[ARTIKEL]
-- -- --

Der GDV-Wesentlichkeitsnavigator 2025 – Orientierung für die Nachhaltigkeitsberichterstattung
Wie berichten Versicherer über Nachhaltigkeit und welche Themen werden als wesentlich eingestuft? Diese Fragen beantwortet der GDV-Wesentlichkeitsnavigator 2025. Experten/-innen aus Versicherungswirtschaft, Wirtschaftsprüfung und Standardsetzung erwarten auch in Zukunft umfangreiche Berichte und die Vertiefung „wesentlicher“ Themen wie Klimawandel.
Nachhaltigkeitsberichterstattung ist nichts für Feiglinge. Komplexe und unsichere Regelungen machen Praktiker/-innen in den Unternehmen das Leben schwer. Wie die Versicherer mit diesen Herausforderungen umgehen und über welche Nachhaltigkeitsthemen sie berichten, untersuchte der GDV im Rahmen der jährlichen branchenweiten Nachhaltigkeitsumfrage 2025. Mit 218 teilnehmenden Unternehmen und 79 Prozent Marktanteil gemessen an den Bruttobeitragseinnahmen liefert die Umfrage eine breite Datengrundlage.
Versicherer kommen mit CSRD-Anforderungen besser zurecht als im Vorjahr
Insgesamt zeigt sich ein klarer Trend: Die Versicherer kommen mit den CSRD-Anforderungen zunehmend besser zurecht und bewerten ihre Umsetzbarkeit deutlich positiver als im Vorjahr. Die Mehrheit der berichtspflichtigen Unternehmen (sogenannte 1. Welle) gibt an, gut auf die geänderten Anforderungen gemäß der EU-Omnibus-Vorschläge vorbereitet zu sein. Bei dem Blick auf die einzelnen CSRD-Vorgaben ergibt sich dennoch ein differenziertes Bild. Nach wie vor stellt die Berichterstattung entlang der Wertschöpfungskette die größte Herausforderung dar – 56 Prozent der antwortenden Unternehmen bewerten diese Anforderung als „herausfordernd“. Auch der zeitliche Gleichlauf mit der Finanzberichterstattung (38 Prozent) sowie die technische Umsetzung im einheitlichen elektronischen Berichtsformat einschließlich „Tagging“ (37 Prozent) werden als anspruchsvoll eingeschätzt. Die Durchführung der Wesentlichkeitsanalyse wird mittlerweile von 59 Prozent der Unternehmen als gut erfüllbar eingeschätzt.

-- -- --

[ZU ERLEDIGENDE AUFGABEN]
(A) Schreib bitte den Artikel über den GDV-Wesentlichkeitsnavigator von „Der GDV-Wesentlichkeitsnavigator 2025 –“ bis einschließlich „Themen wie Klimawandel.“ noch einmal ab und ersetze dabei „Klimawandel“ durch „Biodiversität“.
(B) Setze den Artikel über den GDV-Wesentlichkeitsnavigator im Anschluss an seinen letzten Satz fort.

-- -- --

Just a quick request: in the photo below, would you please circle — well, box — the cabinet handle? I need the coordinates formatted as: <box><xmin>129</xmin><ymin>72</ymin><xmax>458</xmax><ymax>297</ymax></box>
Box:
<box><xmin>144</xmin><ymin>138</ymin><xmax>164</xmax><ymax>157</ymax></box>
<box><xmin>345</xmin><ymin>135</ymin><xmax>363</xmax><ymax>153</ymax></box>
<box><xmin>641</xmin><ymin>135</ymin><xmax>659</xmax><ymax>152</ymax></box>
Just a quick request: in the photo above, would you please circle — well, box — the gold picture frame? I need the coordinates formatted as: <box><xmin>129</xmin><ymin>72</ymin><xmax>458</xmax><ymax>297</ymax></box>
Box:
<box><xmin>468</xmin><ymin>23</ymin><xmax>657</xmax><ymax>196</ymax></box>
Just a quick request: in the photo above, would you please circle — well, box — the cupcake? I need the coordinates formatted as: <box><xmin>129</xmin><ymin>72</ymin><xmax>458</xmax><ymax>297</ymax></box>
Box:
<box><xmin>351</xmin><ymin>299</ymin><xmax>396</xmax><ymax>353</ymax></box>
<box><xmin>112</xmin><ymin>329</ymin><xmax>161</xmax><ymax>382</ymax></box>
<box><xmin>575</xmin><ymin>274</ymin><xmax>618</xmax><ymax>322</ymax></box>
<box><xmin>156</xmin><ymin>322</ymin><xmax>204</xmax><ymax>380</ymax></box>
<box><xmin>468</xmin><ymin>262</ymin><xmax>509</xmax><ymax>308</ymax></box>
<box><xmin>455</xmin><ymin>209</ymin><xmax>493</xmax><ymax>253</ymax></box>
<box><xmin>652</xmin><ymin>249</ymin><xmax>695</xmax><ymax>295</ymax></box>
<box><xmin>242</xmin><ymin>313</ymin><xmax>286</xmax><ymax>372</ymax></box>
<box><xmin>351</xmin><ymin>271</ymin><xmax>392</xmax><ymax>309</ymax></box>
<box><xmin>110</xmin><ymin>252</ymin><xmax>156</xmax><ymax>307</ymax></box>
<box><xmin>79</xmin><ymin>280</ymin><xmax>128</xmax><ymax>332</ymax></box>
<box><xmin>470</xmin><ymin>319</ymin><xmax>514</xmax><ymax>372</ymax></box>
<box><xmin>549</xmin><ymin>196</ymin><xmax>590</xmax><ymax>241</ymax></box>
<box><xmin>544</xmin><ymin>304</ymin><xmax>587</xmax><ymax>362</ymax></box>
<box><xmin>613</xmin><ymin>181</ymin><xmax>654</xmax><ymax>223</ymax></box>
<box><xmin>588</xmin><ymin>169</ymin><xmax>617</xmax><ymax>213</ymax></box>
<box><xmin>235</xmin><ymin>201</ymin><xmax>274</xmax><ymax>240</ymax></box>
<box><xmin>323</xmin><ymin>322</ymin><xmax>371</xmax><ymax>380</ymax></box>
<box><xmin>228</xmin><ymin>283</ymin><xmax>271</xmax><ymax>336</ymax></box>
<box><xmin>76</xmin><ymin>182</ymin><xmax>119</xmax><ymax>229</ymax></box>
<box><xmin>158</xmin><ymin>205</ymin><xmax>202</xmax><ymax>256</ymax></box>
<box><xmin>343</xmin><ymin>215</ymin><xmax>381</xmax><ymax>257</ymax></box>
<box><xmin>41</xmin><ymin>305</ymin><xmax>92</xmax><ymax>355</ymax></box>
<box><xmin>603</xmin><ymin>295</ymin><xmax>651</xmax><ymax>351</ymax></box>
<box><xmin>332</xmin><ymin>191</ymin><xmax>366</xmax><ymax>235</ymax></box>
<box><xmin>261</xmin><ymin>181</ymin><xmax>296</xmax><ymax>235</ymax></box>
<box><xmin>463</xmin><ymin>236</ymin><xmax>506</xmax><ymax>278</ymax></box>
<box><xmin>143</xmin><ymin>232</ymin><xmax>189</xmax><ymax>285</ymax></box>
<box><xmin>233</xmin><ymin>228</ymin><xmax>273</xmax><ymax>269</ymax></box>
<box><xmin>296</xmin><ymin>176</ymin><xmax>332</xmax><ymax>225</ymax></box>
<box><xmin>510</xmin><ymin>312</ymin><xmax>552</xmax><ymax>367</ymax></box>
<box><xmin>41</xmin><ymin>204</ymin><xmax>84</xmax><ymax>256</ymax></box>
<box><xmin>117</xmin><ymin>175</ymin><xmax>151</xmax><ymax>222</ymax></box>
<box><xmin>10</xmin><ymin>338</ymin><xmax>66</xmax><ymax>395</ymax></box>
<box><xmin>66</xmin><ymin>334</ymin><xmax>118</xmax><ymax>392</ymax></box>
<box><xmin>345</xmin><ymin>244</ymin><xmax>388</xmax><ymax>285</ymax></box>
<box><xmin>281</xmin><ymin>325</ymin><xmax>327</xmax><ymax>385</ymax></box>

-- -- --

[LÖSUNGEN IM ÜBERBLICK]
(A)
Der GDV-Wesentlichkeitsnavigator 2025 – Orientierung für die Nachhaltigkeitsberichterstattung
Wie berichten Versicherer über Nachhaltigkeit und welche Themen werden als wesentlich eingestuft? Diese Fragen beantwortet der GDV-Wesentlichkeitsnavigator 2025. Experten/-innen aus Versicherungswirtschaft, Wirtschaftsprüfung und Standardsetzung erwarten auch in Zukunft umfangreiche Berichte und die Vertiefung „wesentlicher“ Themen wie Biodiversität.

(B)
90 Prozent der Versicherer haben eine Wesentlichkeitsanalyse nach CSRD/ESRS durchgeführt
Die berichtspflichtigen Versicherer, das sind 90 Prozent des Marktes, haben bereits Wesentlichkeitsanalysen nach oder in Anlehnung an CSRD/ESRS durchgeführt und der GDV hat ihre Ergebnisse ausgewertet. Der GDV-Wesentlichkeitsnavigator zeigt, welche Nachhaltigkeitsthemen die Branche in ihren unternehmensindividuellen Analysen als wesentlich einstuft und wie sich diese Einschätzungen auf die verschiedenen Geschäftsbereiche – Versicherungsgeschäft, Kapitalanlage und eigene Geschäftsprozesse – verteilen.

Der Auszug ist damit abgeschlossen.